== Provided entries ==

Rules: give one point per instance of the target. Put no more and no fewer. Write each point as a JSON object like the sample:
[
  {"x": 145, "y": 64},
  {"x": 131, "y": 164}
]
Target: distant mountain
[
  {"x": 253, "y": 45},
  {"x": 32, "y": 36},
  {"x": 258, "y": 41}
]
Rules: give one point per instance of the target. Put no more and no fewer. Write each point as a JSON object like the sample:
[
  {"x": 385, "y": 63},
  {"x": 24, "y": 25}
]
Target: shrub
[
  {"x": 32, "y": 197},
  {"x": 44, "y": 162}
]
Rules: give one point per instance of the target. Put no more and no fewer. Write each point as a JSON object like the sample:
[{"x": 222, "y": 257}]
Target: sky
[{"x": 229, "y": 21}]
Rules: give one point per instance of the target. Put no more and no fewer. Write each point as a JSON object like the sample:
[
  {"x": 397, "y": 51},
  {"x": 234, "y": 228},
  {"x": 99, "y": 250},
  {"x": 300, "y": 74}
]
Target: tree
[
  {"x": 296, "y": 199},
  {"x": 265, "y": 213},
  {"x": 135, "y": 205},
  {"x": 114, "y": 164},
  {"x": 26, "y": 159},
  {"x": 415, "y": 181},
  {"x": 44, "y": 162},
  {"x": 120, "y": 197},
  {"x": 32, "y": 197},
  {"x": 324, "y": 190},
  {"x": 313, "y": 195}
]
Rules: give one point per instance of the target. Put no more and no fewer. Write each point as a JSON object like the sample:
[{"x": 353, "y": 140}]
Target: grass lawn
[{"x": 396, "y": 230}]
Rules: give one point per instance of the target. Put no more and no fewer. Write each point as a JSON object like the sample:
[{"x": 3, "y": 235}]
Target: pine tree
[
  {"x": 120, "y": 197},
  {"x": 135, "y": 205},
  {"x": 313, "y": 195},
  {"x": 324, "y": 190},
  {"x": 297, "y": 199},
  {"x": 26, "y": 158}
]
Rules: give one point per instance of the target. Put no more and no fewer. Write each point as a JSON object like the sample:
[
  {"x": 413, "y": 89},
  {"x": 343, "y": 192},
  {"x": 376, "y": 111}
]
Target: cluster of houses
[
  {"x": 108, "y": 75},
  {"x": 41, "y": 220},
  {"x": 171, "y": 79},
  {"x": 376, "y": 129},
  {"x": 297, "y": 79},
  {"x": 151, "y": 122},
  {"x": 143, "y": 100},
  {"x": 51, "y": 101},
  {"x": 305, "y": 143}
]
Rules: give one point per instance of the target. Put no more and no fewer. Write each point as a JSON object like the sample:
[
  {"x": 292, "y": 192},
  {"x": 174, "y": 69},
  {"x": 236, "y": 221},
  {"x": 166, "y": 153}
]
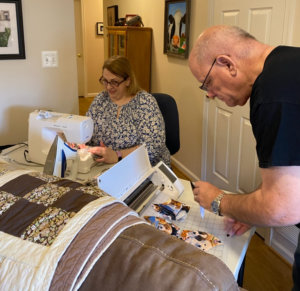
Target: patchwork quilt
[{"x": 53, "y": 230}]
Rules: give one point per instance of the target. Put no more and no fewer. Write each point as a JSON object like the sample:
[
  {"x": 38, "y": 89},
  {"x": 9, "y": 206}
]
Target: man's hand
[{"x": 205, "y": 193}]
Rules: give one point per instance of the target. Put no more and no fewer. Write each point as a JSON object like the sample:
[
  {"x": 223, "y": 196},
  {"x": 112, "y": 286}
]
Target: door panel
[
  {"x": 229, "y": 155},
  {"x": 231, "y": 161}
]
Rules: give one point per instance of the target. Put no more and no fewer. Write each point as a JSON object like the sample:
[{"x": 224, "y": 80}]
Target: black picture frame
[
  {"x": 12, "y": 45},
  {"x": 112, "y": 15},
  {"x": 99, "y": 28},
  {"x": 177, "y": 20}
]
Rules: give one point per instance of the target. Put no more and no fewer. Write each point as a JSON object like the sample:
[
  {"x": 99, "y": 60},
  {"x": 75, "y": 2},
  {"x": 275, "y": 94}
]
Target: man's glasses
[
  {"x": 204, "y": 86},
  {"x": 112, "y": 83}
]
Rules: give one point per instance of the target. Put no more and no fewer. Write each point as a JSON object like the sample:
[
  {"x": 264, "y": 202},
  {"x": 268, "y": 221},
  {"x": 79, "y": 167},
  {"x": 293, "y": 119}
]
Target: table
[{"x": 233, "y": 250}]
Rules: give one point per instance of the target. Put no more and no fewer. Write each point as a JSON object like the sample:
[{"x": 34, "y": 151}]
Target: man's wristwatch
[
  {"x": 119, "y": 154},
  {"x": 215, "y": 205}
]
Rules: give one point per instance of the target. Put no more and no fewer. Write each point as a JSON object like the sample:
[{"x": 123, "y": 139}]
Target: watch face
[{"x": 215, "y": 206}]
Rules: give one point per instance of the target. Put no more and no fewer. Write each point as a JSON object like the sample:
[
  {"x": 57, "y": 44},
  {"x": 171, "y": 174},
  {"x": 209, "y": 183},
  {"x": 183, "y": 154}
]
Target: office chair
[{"x": 168, "y": 108}]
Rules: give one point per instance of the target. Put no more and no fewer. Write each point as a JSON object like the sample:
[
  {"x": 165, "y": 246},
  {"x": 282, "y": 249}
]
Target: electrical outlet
[{"x": 49, "y": 59}]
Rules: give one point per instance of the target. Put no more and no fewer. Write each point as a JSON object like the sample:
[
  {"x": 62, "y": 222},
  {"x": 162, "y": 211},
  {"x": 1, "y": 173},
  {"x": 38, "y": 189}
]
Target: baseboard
[{"x": 184, "y": 169}]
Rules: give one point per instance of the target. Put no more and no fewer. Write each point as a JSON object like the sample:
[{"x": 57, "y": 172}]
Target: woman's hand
[{"x": 104, "y": 154}]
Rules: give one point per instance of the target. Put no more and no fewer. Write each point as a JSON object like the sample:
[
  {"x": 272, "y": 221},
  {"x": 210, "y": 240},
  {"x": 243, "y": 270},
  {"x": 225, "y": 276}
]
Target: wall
[
  {"x": 25, "y": 85},
  {"x": 93, "y": 46},
  {"x": 171, "y": 75}
]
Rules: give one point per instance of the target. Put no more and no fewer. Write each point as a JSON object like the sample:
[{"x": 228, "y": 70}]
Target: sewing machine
[
  {"x": 139, "y": 185},
  {"x": 47, "y": 136}
]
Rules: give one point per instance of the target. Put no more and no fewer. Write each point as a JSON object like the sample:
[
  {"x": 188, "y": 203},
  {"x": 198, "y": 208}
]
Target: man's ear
[
  {"x": 227, "y": 62},
  {"x": 128, "y": 81}
]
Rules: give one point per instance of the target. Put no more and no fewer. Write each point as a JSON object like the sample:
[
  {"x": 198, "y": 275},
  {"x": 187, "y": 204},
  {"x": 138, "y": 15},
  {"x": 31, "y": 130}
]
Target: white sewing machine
[
  {"x": 134, "y": 181},
  {"x": 47, "y": 127}
]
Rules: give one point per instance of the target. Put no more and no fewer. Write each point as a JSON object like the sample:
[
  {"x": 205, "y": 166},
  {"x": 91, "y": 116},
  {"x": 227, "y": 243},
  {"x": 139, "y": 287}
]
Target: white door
[{"x": 229, "y": 156}]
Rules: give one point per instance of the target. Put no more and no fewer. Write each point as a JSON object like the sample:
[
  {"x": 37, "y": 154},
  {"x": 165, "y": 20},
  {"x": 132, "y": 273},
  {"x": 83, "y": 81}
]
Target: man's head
[{"x": 222, "y": 60}]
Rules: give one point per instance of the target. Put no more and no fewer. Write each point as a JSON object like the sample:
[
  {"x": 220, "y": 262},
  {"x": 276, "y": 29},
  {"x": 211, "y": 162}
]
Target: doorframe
[{"x": 83, "y": 45}]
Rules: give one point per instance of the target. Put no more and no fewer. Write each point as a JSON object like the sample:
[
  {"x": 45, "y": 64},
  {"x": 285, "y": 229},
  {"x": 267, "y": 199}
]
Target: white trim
[{"x": 184, "y": 169}]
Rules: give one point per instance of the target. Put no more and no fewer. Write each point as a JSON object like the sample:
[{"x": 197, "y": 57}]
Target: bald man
[{"x": 233, "y": 66}]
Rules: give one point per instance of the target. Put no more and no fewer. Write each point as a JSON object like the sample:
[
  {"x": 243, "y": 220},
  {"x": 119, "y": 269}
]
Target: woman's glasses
[{"x": 112, "y": 83}]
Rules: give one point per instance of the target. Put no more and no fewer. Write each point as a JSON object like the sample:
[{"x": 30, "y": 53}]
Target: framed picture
[
  {"x": 129, "y": 16},
  {"x": 11, "y": 30},
  {"x": 100, "y": 28},
  {"x": 112, "y": 15},
  {"x": 176, "y": 29}
]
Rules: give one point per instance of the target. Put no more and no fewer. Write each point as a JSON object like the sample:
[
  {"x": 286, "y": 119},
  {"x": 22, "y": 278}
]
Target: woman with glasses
[{"x": 125, "y": 117}]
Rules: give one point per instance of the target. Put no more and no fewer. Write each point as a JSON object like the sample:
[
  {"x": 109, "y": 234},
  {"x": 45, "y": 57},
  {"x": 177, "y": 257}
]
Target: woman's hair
[{"x": 120, "y": 66}]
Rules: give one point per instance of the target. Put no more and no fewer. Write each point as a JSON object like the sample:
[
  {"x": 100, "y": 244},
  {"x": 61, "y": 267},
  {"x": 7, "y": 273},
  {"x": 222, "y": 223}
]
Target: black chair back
[{"x": 168, "y": 108}]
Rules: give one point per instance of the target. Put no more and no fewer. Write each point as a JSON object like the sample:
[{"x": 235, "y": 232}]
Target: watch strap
[
  {"x": 215, "y": 205},
  {"x": 119, "y": 154}
]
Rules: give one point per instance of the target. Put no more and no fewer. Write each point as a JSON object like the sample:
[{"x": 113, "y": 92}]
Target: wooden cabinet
[{"x": 135, "y": 43}]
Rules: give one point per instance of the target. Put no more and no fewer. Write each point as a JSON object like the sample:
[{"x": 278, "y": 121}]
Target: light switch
[{"x": 49, "y": 59}]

== Stated exercise ==
Pull out every line of the data above that contains the string "hand". Case matters, so a match must have the same capital and lowercase letters.

== Response to this task ==
Target: man's hand
Target: woman's hand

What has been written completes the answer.